_PROVIDED DATA_.
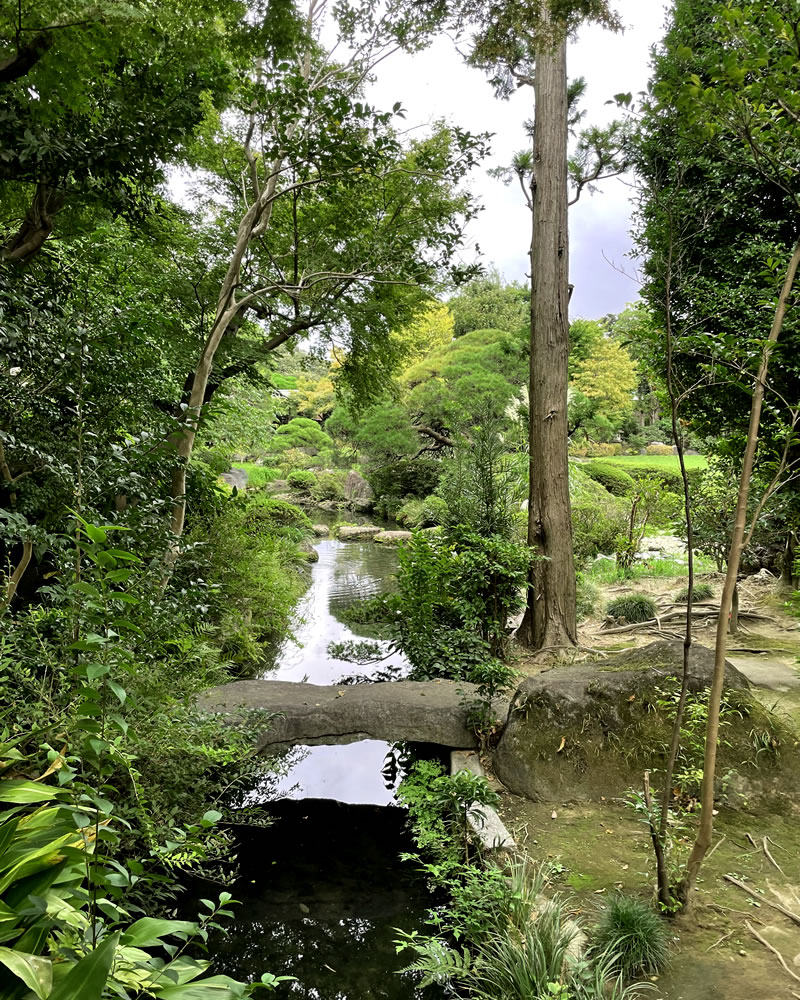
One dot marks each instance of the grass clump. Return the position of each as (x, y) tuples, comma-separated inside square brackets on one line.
[(632, 608), (634, 934), (700, 592)]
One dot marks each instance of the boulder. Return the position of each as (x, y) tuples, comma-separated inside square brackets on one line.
[(587, 730), (357, 532), (391, 537), (236, 478), (311, 714)]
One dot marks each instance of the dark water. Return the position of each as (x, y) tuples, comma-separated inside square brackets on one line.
[(346, 571), (321, 894), (323, 888)]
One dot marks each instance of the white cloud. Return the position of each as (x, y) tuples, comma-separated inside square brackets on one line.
[(436, 84)]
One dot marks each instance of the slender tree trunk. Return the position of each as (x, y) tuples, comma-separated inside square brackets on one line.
[(550, 615), (733, 623), (706, 828), (665, 896), (14, 580)]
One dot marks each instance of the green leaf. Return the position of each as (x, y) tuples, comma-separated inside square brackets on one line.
[(18, 790), (36, 972), (87, 979), (97, 535), (148, 931), (213, 988)]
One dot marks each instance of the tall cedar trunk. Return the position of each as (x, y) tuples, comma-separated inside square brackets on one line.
[(550, 615), (706, 829)]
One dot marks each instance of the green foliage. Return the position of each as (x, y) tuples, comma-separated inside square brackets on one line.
[(102, 840), (255, 561), (588, 594), (456, 592), (480, 486), (614, 479), (329, 486), (635, 935), (301, 479), (598, 518), (303, 434), (258, 475), (429, 512), (700, 592), (489, 304), (632, 608)]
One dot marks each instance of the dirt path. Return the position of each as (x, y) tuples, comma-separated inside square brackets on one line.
[(600, 848)]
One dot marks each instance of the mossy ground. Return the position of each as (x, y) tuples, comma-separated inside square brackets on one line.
[(601, 848)]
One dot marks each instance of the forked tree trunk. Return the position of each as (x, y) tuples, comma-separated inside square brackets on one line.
[(706, 828), (550, 615)]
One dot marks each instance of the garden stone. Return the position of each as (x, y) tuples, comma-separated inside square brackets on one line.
[(392, 537), (358, 532)]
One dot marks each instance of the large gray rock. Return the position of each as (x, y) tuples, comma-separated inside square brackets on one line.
[(357, 532), (235, 477), (587, 731), (420, 711), (391, 537)]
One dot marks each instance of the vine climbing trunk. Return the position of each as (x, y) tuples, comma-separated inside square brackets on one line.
[(705, 831), (550, 616)]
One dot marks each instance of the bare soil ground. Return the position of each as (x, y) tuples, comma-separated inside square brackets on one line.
[(600, 848)]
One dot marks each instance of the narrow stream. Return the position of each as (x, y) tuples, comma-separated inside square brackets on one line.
[(322, 888)]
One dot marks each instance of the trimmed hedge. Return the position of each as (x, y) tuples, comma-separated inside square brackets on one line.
[(617, 481)]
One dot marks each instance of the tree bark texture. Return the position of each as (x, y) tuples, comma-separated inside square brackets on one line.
[(550, 616), (706, 828)]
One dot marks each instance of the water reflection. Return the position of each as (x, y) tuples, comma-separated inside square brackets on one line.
[(346, 571), (352, 773), (322, 891)]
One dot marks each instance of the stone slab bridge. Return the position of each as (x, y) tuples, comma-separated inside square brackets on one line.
[(312, 714)]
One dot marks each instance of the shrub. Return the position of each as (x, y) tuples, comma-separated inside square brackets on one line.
[(328, 486), (700, 592), (634, 934), (602, 449), (263, 514), (301, 479), (615, 480), (633, 608), (597, 517)]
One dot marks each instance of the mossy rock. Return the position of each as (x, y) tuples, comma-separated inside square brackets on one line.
[(590, 730)]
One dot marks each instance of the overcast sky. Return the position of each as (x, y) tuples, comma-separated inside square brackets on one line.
[(436, 84)]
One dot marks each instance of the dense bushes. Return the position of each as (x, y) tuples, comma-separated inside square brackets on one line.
[(614, 479), (301, 479), (598, 518)]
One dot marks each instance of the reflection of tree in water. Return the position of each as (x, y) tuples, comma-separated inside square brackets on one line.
[(321, 891), (332, 958)]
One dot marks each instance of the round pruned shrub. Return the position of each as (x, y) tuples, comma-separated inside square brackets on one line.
[(301, 479), (633, 936), (632, 608), (615, 480), (700, 592)]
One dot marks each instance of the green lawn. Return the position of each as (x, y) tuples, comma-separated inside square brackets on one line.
[(654, 461), (258, 475)]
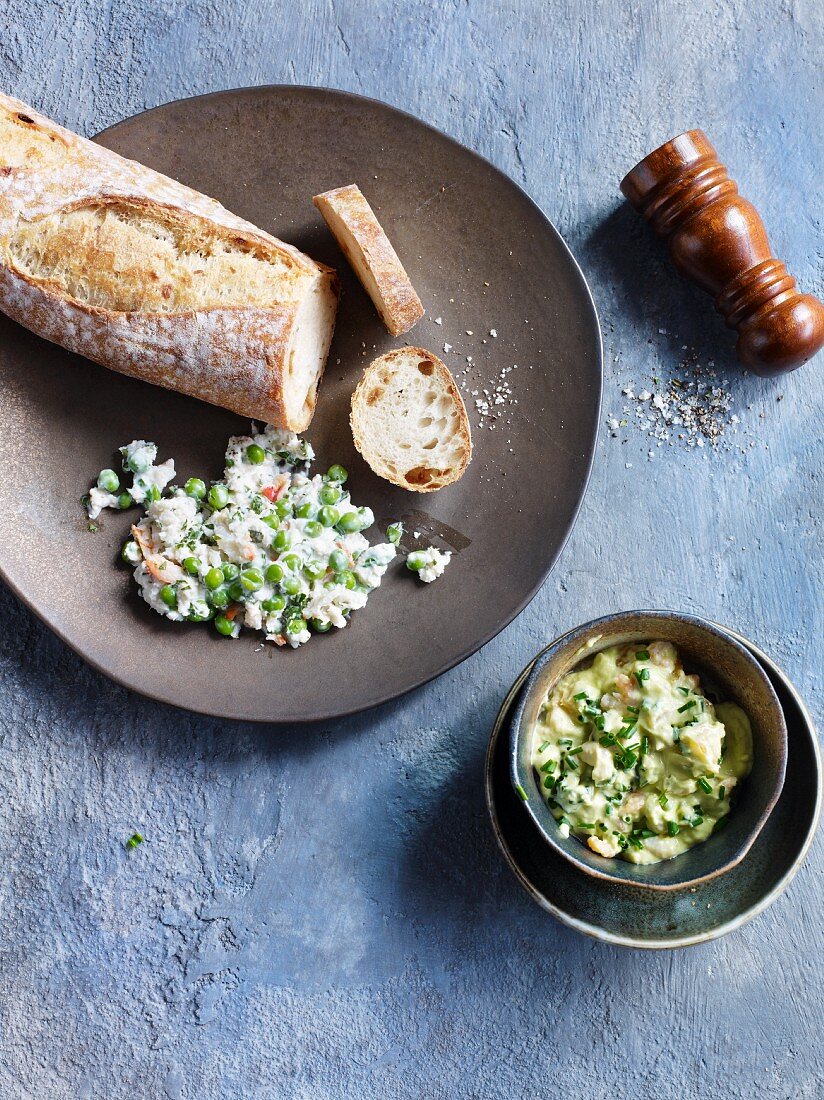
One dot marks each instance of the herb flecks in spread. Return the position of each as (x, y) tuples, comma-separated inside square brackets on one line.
[(267, 547), (634, 759)]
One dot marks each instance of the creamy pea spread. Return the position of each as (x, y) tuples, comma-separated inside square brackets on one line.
[(266, 547), (634, 759)]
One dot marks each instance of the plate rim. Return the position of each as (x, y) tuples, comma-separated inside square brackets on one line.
[(478, 645), (601, 934)]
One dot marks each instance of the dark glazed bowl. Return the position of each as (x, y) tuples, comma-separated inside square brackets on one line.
[(727, 672)]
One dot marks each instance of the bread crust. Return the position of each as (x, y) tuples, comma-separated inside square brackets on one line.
[(371, 449), (372, 256), (234, 355)]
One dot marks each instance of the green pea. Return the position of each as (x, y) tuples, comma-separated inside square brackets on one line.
[(350, 523), (168, 595), (337, 473), (131, 553), (328, 516), (195, 488), (224, 626), (218, 496), (213, 579), (108, 481), (218, 598), (251, 579), (200, 616), (338, 560)]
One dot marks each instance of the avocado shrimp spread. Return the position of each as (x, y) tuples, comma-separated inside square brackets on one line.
[(267, 547), (634, 759)]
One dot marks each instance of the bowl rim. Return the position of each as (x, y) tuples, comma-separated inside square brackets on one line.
[(582, 634), (600, 932)]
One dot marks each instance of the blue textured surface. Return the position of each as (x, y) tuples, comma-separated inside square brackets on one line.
[(322, 913)]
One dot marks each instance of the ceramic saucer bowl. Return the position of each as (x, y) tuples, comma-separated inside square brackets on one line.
[(617, 913)]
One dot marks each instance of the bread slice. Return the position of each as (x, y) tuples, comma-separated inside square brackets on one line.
[(149, 277), (409, 422), (375, 262)]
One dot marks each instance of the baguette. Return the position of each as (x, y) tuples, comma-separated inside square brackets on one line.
[(132, 270), (375, 263), (409, 422)]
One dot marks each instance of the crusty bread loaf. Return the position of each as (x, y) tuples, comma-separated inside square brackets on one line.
[(369, 251), (149, 277), (409, 422)]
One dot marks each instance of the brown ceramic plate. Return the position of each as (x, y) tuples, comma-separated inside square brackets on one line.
[(481, 255)]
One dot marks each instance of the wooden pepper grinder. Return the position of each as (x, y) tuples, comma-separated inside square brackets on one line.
[(717, 239)]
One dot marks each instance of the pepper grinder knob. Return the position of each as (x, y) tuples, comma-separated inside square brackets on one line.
[(717, 239)]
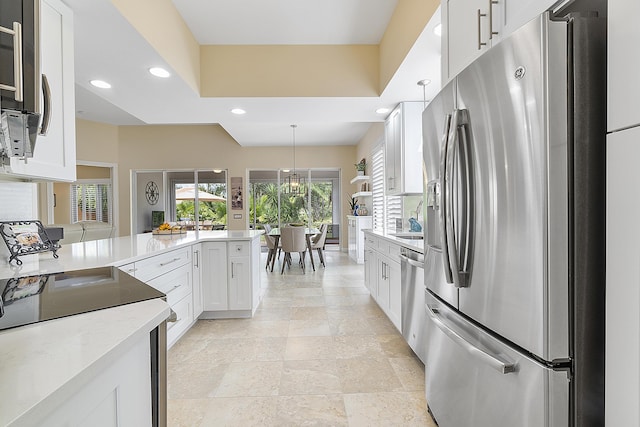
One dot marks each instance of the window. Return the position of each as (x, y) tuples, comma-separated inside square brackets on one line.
[(386, 209), (91, 201)]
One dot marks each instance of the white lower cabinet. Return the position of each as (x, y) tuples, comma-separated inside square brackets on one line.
[(382, 276), (230, 278), (196, 278), (118, 396), (172, 274)]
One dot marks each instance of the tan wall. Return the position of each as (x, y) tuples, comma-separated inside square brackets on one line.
[(159, 22), (345, 70), (406, 24), (96, 142)]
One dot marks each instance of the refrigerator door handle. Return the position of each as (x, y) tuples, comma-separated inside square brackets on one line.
[(459, 252), (478, 353), (444, 197)]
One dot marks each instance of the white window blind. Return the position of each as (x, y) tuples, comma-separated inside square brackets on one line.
[(377, 187), (91, 202)]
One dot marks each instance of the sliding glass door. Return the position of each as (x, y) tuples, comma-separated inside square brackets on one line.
[(273, 202)]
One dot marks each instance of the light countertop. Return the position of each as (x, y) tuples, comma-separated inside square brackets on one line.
[(116, 251), (414, 244), (45, 363)]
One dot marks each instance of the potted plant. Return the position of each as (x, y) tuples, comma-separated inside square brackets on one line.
[(353, 204)]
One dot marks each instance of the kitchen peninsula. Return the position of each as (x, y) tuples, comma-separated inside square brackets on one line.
[(70, 370)]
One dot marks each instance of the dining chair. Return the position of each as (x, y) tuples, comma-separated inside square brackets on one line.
[(318, 242), (293, 239)]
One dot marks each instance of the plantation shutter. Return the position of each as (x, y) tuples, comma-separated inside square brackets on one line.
[(377, 187)]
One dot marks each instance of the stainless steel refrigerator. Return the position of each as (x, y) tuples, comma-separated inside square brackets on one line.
[(514, 156)]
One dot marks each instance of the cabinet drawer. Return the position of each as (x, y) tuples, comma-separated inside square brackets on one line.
[(239, 249), (175, 284), (129, 269), (183, 310), (155, 266)]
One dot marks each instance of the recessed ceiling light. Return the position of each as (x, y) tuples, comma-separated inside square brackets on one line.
[(159, 72), (101, 84)]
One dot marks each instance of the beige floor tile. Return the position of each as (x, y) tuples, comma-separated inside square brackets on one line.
[(312, 410), (349, 326), (270, 349), (410, 372), (387, 409), (309, 328), (251, 379), (358, 346), (241, 412), (309, 377), (194, 380), (186, 412), (309, 348), (308, 313), (319, 351), (367, 375)]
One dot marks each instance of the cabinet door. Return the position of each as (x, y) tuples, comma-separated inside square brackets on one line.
[(198, 302), (624, 62), (55, 154), (622, 380), (382, 294), (370, 272), (393, 136), (464, 37), (395, 293), (240, 283), (214, 276)]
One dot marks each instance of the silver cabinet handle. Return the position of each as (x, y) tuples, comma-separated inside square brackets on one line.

_TASK BRIEF_.
Make an exact copy of every line from the one with "One dot marks each instance of the beige" to the end of the data, with the first and last of those lines included.

_OUTPUT OF THE EXERCISE_.
One dot marks each instance of the beige floor tile. Return the position of each as (x, y) tuples, comma-separated inside square brackets on one line.
[(312, 410), (349, 326), (270, 349), (410, 372), (387, 409), (309, 328), (251, 379), (358, 346), (241, 412), (309, 377), (194, 380), (186, 412), (309, 348), (308, 313), (319, 351), (367, 375)]
One dot marks each instance of the cabinet door. Return the position of each as (x, y) tuples, comma-separated inside square brackets on one line.
[(198, 302), (624, 62), (55, 154), (622, 380), (382, 294), (370, 272), (393, 136), (464, 37), (395, 293), (240, 283), (214, 276)]
One dot marks each instance of the silver cabinet handle. Return the position of each as (x, y) tuples, comma-separated inside square brackets on one line.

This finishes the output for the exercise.